▸ EXTRACTO DEL DOCUMENTO
⁂

La
muerte de un cuerpo humano
Si bien la muerte es algo a lo cual el ser humano ha
tenido miedo y ha sido un campo muy poco explorado por sus miles de incógnitas
sobre lo que sucede con un ser vivo después de muerto refiriéndonos al
alma, tal vez eso nunca se llegue a
saber, pero ¿Qué sucede cuando el cuerpo ha dejado de funcionar? si bien a lo
largo de nuestra vida el cuerpo ha
cumplido con millones de funciones este debe cumplir un nuevo ciclo el
de la descomposición.
Autolisis
La descomposición empieza unos minutos más tarde de la muerte con un
proceso llamado autolisis, o autodigestión. Poco después de que el corazón se
pare, las células se quedan sin oxígeno y su acidez aumenta a medida que los
derivados tóxicos de las reacciones químicas se acumulan en su interior. Las
enzimas comienzan a digerir las membranas celulares antes de filtrarse por las
células rotas. El proceso suele empezar en el hígado, rico en enzimas, y en el
cerebro, que tiene un alto contenido en agua. Finalmente, todos los tejidos y
órganos se colapsan del mismo modo. Rotos los vasos sanguíneos, las células se
depositan, por efecto de la gravedad, en los capilares y las venas pequeñas,
decolorando la piel.
La temperatura corporal empieza a caer también, hasta adaptarse al
entorno. Es el momento del rigor mortis –“la rigidez de la
muerte”-, que comienza por los párpados, la mandíbula y los músculos del cuello
y sigue con el tronco y las extremidades. En un cuerpo vivo, las células
musculares se contraen y se relajan gracias a la acción de dos proteínas
filamentosas (la actina y la miosina), que se deslizan a la par. Tras la
muerte, las células se ven privadas de su fuente de energía y los filamentos
proteicos quedan inmovilizados. Esto provoca la rigidez de los músculos y la
parálisis de las articulaciones.
En estas primeras fases, el ecosistema del cadáver está formado sobre
todo por bacterias que viven en y del cuerpo humano vivo. Nuestro cuerpo
alberga una enorme cantidad de bacterias. Cada rincón del cuerpo es un hábitat para
comunidades de microbios específicas. Con diferencia, la mayor de estas
comunidades está en el intestino, donde residen billones de bacterias de
cientos o miles de especies diferentes.
La microbiota (ese conjunto de microorganismos que se localizan de
manera normal en distintos sitios del cuerpo humano) Se le ha asignado diversos
papeles en la salud humana y se la asocia a miles de afecciones y dolencias,
desde el autismo y la depresión hasta el síndrome del colon irritable y la
obesidad. Pero es poco lo que sabemos de estos parásitos microbianos. Y menos aun
lo que sabemos de ellos cuando morimos.

⁂

Entradas del conjunto de datos:

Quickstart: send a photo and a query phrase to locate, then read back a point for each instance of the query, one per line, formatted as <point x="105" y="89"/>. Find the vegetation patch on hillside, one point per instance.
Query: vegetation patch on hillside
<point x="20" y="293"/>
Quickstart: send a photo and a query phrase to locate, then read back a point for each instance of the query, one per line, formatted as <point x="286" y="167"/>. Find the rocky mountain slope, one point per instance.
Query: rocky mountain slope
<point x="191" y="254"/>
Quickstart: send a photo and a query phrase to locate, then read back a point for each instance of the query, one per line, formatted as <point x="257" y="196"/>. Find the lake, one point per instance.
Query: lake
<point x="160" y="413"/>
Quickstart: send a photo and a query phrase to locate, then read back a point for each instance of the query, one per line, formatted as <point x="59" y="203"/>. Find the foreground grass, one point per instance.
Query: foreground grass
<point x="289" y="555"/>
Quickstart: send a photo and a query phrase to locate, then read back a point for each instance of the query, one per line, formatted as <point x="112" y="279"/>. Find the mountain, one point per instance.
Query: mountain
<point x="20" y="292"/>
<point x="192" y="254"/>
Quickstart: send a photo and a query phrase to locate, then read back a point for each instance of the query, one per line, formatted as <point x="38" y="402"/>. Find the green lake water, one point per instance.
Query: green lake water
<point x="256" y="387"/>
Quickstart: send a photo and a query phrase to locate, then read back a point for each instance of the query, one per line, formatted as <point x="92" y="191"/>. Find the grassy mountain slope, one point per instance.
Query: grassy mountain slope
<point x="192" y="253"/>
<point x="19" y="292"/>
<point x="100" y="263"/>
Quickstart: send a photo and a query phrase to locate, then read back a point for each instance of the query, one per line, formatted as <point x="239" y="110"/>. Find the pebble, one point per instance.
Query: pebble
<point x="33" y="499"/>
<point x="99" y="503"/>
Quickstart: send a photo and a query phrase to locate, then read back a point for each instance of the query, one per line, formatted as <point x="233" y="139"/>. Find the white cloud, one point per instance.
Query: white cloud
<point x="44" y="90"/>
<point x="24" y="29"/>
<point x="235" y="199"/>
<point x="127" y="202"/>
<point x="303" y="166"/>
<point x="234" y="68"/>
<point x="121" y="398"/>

⁂

▸ TAREAS A REALIZAR
a) Enumera las afecciones y dolencias que el texto sobre la muerte del cuerpo humano asocia a la microbiota.
b) Actualiza el texto sobre la muerte del cuerpo humano: reescribe todo desde "En estas primeras" hasta "de especies diferentes.", sustituyendo "bacterias" por "microorganismos".
c) Traduce al inglés esta oración del texto sobre la muerte del cuerpo humano: "La temperatura corporal empieza a caer también, hasta adaptarse al entorno."

▸ RESPUESTAS PROPORCIONADAS
a)
- Autismo
- Depresión
- Síndrome del colon irritable
- Obesidad

b)
En estas primeras fases, el ecosistema del cadáver está formado sobre
todo por microorganismos que viven en y del cuerpo humano vivo. Nuestro cuerpo
alberga una enorme cantidad de microorganismos. Cada rincón del cuerpo es un hábitat para
comunidades de microbios específicas. Con diferencia, la mayor de estas
comunidades está en el intestino, donde residen billones de microorganismos de
cientos o miles de especies diferentes.

c) Body temperature also begins to drop until it matches the surroundings.